## WRITTEN INSTRUCTION 1
Set down, word for word, the part of the records that begins with the line containing "Might I trouble you for the coordinates of the floral" and continues through the final line of the records.

Regardless of your occupation or industry, there’s a modern-day unifying truth: Artificial intelligence (AI) has the potential to transform your workflow, if it hasn’t already. Particularly for engineers, designers, and others who incorporate simulation into design and development to optimize products, AI presents a unique opportunity to enhance this optimization even further.

By combining the power of AI with cloud computing, Ansys’ latest AI-based technology, the Ansys SimAI platform, enables you to reach greater levels of innovation at a rapid pace. With the SimAI physics-neutral and cloud-native platform, you can train an AI model with previously generated Ansys or non-Ansys data and assess the performance of a new design within minutes across a wide range of engineering domains, including electronics, structures, and fluids.

The software-as-a-service (SaaS) application combines the predictive accuracy of Ansys simulation with the speed of generative AI via the cloud. The combination boosts model performance by 10-100X across all design phases for computation-heavy projects. Let’s explore how the SimAI application optimizes design from chips to ships in four different scenarios.

## WRITTEN INSTRUCTION 2
Answer these questions on the passage about the Ansys SimAI platform:
(a) For which groups does the passage say AI presents a unique opportunity to enhance optimization?
(b) Which engineering domains are named as areas where a new design's performance can be assessed?
(c) By how much does the combination boost model performance for computation-heavy projects?

## MATERIAL TO PROCESS

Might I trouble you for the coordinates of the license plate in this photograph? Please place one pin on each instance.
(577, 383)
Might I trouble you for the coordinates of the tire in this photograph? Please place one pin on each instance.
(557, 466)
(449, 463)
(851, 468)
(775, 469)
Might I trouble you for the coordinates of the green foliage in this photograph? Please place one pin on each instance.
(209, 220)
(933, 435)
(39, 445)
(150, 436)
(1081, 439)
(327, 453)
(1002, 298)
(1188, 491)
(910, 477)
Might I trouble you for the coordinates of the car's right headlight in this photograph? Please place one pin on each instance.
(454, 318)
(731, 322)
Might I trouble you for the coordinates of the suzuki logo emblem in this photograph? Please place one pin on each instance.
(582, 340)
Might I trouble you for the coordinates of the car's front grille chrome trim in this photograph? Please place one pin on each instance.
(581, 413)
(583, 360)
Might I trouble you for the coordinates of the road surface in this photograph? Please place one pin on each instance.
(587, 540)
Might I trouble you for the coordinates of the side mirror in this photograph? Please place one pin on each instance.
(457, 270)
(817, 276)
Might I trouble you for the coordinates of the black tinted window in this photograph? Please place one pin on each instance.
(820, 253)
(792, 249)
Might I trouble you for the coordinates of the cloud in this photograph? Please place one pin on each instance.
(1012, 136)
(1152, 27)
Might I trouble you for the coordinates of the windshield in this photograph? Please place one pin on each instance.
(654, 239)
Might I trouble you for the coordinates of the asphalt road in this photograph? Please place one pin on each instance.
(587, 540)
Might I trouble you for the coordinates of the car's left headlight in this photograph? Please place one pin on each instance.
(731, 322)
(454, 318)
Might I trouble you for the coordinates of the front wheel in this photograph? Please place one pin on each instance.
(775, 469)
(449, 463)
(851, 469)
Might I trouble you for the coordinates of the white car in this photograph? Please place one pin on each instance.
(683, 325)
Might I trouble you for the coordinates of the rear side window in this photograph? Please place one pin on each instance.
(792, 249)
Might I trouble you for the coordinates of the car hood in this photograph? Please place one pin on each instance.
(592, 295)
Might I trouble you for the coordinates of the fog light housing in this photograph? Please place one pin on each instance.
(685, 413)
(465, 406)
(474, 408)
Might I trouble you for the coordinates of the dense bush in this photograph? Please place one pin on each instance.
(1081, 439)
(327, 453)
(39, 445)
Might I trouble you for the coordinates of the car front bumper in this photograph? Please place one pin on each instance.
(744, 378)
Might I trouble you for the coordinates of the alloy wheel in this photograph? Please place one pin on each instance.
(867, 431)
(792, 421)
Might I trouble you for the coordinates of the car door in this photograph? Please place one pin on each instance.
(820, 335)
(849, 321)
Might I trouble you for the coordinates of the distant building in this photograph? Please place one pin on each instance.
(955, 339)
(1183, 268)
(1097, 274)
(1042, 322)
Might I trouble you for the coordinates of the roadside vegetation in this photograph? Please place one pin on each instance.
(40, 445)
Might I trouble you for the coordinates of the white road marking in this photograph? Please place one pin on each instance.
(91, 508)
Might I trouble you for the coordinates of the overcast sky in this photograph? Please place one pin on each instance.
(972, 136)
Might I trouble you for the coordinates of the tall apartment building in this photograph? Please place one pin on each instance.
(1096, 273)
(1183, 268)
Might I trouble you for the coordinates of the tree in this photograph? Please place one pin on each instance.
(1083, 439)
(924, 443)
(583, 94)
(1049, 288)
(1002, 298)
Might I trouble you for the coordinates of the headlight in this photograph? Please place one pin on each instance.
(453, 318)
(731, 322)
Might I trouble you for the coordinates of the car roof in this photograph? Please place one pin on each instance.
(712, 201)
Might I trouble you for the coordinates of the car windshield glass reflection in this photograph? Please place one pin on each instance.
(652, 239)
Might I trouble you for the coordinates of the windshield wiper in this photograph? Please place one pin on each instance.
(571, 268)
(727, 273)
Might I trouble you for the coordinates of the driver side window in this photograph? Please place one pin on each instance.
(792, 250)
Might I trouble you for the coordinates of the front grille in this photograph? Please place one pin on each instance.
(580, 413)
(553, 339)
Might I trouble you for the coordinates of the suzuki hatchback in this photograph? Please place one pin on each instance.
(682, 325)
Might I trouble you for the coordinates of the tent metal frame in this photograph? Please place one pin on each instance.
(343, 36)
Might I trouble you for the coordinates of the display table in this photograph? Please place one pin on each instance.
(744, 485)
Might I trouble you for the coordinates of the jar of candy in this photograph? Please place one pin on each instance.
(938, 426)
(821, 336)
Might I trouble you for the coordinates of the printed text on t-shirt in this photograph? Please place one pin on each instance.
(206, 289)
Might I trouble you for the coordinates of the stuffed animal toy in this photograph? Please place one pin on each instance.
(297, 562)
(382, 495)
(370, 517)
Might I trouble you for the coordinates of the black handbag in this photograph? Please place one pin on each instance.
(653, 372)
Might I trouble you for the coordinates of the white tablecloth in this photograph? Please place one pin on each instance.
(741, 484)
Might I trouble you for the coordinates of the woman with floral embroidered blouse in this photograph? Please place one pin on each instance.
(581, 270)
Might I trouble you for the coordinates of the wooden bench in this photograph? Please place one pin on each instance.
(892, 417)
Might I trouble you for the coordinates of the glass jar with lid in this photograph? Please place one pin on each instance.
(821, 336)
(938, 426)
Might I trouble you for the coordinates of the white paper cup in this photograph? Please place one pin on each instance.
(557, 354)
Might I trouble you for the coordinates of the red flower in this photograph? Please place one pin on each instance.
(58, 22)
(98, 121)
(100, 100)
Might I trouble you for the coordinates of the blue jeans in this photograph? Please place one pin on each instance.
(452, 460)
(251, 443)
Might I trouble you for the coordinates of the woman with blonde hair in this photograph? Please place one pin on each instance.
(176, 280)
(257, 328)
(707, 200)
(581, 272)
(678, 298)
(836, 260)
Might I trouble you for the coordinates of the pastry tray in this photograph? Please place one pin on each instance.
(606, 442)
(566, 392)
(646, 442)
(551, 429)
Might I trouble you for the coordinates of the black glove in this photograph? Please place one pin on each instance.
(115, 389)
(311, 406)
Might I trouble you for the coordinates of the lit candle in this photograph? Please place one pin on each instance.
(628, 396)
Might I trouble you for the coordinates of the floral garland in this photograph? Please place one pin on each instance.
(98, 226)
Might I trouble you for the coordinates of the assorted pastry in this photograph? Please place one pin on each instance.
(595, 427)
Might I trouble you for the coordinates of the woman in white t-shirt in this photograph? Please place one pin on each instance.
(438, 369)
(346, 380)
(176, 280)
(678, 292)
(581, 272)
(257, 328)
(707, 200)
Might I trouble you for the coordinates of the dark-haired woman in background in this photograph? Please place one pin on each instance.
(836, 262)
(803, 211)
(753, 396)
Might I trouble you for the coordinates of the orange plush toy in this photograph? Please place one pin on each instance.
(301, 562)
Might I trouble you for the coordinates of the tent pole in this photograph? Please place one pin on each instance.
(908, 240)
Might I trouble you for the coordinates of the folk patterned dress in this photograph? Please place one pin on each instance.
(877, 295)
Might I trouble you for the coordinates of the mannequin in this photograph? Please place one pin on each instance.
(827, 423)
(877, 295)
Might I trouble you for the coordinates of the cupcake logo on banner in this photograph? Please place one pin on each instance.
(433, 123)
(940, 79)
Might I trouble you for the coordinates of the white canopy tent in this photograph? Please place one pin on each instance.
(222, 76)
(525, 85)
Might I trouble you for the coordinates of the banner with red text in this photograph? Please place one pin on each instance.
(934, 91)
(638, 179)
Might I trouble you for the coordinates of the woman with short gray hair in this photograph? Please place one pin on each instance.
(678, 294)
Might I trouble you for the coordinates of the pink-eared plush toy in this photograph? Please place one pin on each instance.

## FINISHED ANSWER 1
Might I trouble you for the coordinates of the floral garland in this photograph? Please place one pin on each instance.
(98, 226)
Might I trouble you for the coordinates of the assorted pastry in this photograph? Please place one pin on each instance.
(595, 427)
Might I trouble you for the coordinates of the woman in white t-shirt in this photograph? Please place one pin on each instance.
(438, 369)
(346, 380)
(176, 280)
(678, 292)
(581, 272)
(257, 328)
(707, 200)
Might I trouble you for the coordinates of the dark-haired woman in background in this photograph? Please place one pin on each instance.
(836, 262)
(803, 211)
(753, 396)
Might I trouble you for the coordinates of the orange plush toy in this photograph? Please place one pin on each instance.
(301, 562)
Might I trouble you for the coordinates of the tent pole in this photograph? Please place one pin on each instance.
(908, 240)
Might I trouble you for the coordinates of the folk patterned dress in this photograph? Please place one pin on each instance.
(877, 295)
Might I trouble you for the coordinates of the mannequin in this photograph? Please place one pin on each instance.
(827, 423)
(877, 295)
Might I trouble you for the coordinates of the cupcake logo on banner in this photograph? Please place one pin on each instance.
(433, 123)
(940, 79)
Might I trouble you for the coordinates of the white canopy tent in this photograph? Please place one pin on each instance.
(222, 76)
(525, 85)
Might I trouble you for the coordinates of the banner with red text in this photograph? Please place one pin on each instance.
(934, 91)
(638, 179)
Might I trouble you for the coordinates of the woman with short gray hair in this photograph? Please place one pin on each instance.
(678, 294)
Might I trouble you for the coordinates of the pink-eared plush toy in this photograph? Please place one pin on each instance.

## FINISHED ANSWER 2
(a) Engineers, designers, and others who incorporate simulation into design and development to optimize products.
(b) Electronics, structures, and fluids.
(c) By 10-100X across all design phases.